TASK INPUTS: Begin

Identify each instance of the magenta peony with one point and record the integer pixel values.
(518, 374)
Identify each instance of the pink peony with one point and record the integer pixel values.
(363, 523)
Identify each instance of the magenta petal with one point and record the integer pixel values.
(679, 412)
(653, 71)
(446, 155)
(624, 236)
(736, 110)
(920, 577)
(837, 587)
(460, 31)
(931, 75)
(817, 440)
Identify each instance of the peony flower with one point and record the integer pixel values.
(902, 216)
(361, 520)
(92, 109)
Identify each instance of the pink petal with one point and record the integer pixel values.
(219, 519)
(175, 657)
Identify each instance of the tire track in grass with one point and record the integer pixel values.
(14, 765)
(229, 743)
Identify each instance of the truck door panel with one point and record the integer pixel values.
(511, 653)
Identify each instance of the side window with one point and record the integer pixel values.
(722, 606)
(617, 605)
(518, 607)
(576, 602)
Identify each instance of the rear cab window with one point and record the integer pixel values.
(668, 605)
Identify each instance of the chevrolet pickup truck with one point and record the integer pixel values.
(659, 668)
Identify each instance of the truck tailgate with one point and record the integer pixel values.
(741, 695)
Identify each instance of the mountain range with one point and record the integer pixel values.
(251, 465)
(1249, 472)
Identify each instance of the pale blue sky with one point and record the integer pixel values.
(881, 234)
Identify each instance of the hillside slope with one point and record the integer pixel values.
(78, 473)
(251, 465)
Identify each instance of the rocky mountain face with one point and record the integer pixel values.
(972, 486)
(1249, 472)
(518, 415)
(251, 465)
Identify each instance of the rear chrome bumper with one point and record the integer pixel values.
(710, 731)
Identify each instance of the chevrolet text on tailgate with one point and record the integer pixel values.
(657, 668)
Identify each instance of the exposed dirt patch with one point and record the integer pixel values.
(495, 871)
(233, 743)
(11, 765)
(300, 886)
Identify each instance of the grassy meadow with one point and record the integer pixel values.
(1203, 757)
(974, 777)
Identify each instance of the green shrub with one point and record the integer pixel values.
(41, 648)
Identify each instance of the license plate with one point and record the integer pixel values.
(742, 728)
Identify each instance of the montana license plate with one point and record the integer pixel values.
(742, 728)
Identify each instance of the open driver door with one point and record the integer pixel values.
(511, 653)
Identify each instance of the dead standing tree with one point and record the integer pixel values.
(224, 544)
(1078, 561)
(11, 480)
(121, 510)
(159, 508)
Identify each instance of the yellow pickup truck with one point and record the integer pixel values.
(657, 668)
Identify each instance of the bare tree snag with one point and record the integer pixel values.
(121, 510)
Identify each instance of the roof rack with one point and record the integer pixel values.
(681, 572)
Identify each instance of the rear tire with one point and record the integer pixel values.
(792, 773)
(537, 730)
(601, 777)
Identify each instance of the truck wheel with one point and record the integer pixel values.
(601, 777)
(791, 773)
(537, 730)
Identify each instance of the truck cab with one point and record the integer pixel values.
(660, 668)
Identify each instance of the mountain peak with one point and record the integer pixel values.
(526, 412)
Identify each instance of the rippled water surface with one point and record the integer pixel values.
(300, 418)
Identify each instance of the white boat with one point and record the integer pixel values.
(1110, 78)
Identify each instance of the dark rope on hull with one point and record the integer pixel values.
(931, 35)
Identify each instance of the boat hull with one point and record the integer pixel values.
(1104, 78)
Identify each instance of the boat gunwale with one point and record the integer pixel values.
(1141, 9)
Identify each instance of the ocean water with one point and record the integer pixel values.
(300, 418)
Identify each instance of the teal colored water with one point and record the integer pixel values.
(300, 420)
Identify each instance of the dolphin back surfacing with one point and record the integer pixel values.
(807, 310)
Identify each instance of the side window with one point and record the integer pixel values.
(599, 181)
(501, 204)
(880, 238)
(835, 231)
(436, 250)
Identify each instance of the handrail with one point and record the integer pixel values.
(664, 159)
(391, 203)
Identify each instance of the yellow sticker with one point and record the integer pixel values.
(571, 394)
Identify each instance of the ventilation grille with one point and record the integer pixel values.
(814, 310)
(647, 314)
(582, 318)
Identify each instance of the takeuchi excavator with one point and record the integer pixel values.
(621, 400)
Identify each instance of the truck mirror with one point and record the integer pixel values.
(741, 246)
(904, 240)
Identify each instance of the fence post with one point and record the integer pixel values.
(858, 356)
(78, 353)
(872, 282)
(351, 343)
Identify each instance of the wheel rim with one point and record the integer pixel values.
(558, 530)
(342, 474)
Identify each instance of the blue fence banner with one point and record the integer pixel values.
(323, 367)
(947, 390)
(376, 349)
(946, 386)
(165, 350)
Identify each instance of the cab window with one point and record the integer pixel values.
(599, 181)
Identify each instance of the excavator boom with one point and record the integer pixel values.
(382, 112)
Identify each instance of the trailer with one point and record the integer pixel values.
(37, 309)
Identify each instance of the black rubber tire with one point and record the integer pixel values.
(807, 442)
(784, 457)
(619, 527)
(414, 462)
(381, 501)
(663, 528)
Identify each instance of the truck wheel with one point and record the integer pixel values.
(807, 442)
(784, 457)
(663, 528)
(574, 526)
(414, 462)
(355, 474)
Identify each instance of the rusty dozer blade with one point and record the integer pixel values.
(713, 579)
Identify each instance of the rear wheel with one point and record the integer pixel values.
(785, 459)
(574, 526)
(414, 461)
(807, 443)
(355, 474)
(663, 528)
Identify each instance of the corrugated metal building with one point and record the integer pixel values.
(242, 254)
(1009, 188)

TASK INPUTS: End

AIM OF THE TASK
In this exercise, the data above is to be printed exactly.

OUTPUT OF THE EXERCISE
Identify each instance of the magenta peony with one point and record the integer pixel values.
(518, 374)
Identify each instance of the pink peony with one point and record the integer pixel values.
(363, 523)
Identify each instance of the magenta petal with one point and record the integer pixel values.
(679, 412)
(653, 71)
(446, 155)
(624, 236)
(736, 110)
(920, 577)
(837, 587)
(460, 31)
(931, 75)
(817, 440)
Identify each instance of the peony flower with one point and record the integer pixel values.
(902, 216)
(361, 520)
(92, 109)
Identify each instance of the pink petal with one point and record the integer pixel values.
(219, 519)
(175, 657)
Identify each instance of the tire track in grass with one point and record the integer pixel values.
(14, 765)
(229, 743)
Identify each instance of the truck door panel with one point and record the integer pixel values.
(511, 653)
Identify each instance of the side window with one point and record the integer pixel values.
(722, 606)
(617, 605)
(518, 607)
(576, 602)
Identify each instance of the rear cab window with one point and record the integer pixel values.
(668, 605)
Identify each instance of the chevrolet pickup truck with one point and record the integer pixel values.
(659, 668)
Identify each instance of the truck tailgate with one point and record the integer pixel values.
(741, 695)
Identify each instance of the mountain range with one point and record the integer pixel values.
(251, 465)
(1249, 472)
Identify each instance of the pale blue sky with one point and record the integer pixel values.
(881, 234)
Identify each instance of the hillside slope with one point and record the integer pixel values.
(78, 473)
(251, 465)
Identify each instance of the rocky mountain face with one point and record the integer pixel values.
(972, 486)
(1249, 472)
(518, 415)
(251, 465)
Identify each instance of the rear chrome bumper with one point and record the integer pixel values.
(710, 731)
Identify each instance of the chevrolet text on tailgate with one point and record the integer pixel values.
(657, 668)
Identify each instance of the exposed dirt patch with one point and record the integer pixel values.
(495, 871)
(233, 743)
(11, 765)
(300, 886)
Identify each instance of the grassy meadow with one point and record the integer pixel values.
(1203, 757)
(974, 777)
Identify each instance of the green shrub with one point and record the integer pixel values.
(41, 648)
Identify each instance of the license plate with one point and record the integer pixel values.
(742, 728)
Identify each instance of the montana license plate with one point and record the integer pixel values.
(742, 728)
Identify each instance of the open driver door with one point and record the integer pixel values.
(511, 653)
Identify each instance of the dead standing tree with one point and record the integer pixel values.
(224, 544)
(1078, 561)
(11, 480)
(121, 510)
(159, 508)
Identify each instance of the yellow pickup truck with one point and record the integer pixel values.
(657, 668)
Identify each instance of the bare tree snag with one point and record the integer pixel values.
(121, 510)
Identify each instance of the roof rack with one point and record the integer pixel values.
(681, 572)
Identify each instance of the rear tire with one point and record the integer pixel values.
(792, 773)
(537, 730)
(601, 777)
Identify each instance of the truck wheel with one point and record the integer pixel values.
(601, 777)
(791, 773)
(537, 730)
Identify each instance of the truck cab with one point and record the integer pixel values.
(660, 668)
Identify each instance of the mountain peak with one point and record the integer pixel values.
(526, 412)
Identify each instance of the rippled water surface with one point and record the integer pixel values.
(300, 418)
Identify each instance of the white boat with one point and record the integer pixel values.
(1110, 78)
Identify each instance of the dark rope on hull with one point and record the integer pixel values.
(931, 35)
Identify each instance of the boat hull with one point and record the integer pixel values.
(1104, 78)
Identify each instance of the boat gunwale with one point and record the integer pixel values.
(1141, 9)
Identify each instance of the ocean water with one point and record the integer pixel values.
(300, 418)
Identify each instance of the teal colored water with one point and record the integer pixel values.
(300, 420)
Identify each instance of the dolphin back surfacing with one point and record the integer pixel values.
(807, 310)
Identify each instance of the side window with one point and record the integer pixel values.
(599, 181)
(501, 204)
(880, 238)
(835, 231)
(436, 250)
Identify each instance of the handrail with one point and record the integer pixel values.
(664, 159)
(391, 203)
Identify each instance of the yellow sticker with one point and record the integer pixel values.
(571, 394)
Identify each instance of the ventilation grille with one point and record the integer pixel values.
(814, 310)
(647, 314)
(582, 318)
Identify each instance of the takeuchi excavator with one point and record the integer pixel values.
(621, 400)
Identify each instance of the truck mirror with one point and record the integer pixel values.
(741, 246)
(904, 240)
Identify each instance of the fence post with one point and record the integer pixel values.
(858, 356)
(78, 353)
(872, 282)
(351, 343)
Identify each instance of the wheel rim with one point and record the integer pixel values.
(558, 530)
(342, 474)
Identify each instance of the blue fence banner with one point and record the integer pixel values.
(323, 367)
(947, 390)
(376, 349)
(946, 386)
(165, 350)
Identify each instance of the cab window with one point and record the integer pixel values.
(599, 181)
Identify each instance of the excavator boom with one point and record the integer pixel values.
(382, 112)
Identify each instance of the trailer with one point and record the integer pixel values.
(37, 309)
Identify each instance of the black rubber tire with one point and record the integer pixel values.
(807, 442)
(784, 457)
(619, 527)
(414, 462)
(381, 501)
(663, 528)
Identify each instance of the truck wheel with one point and record the integer pixel values.
(807, 442)
(784, 457)
(663, 528)
(574, 526)
(414, 462)
(355, 474)
Identify each instance of the rusty dozer blade with one point and record the integer pixel values.
(713, 579)
Identify each instance of the rear wheel with one point and record the integer pixel values.
(785, 459)
(574, 526)
(414, 461)
(807, 443)
(355, 474)
(663, 528)
Identify each instance of the corrugated metal building with one point and record the integer pixel values.
(242, 254)
(1009, 188)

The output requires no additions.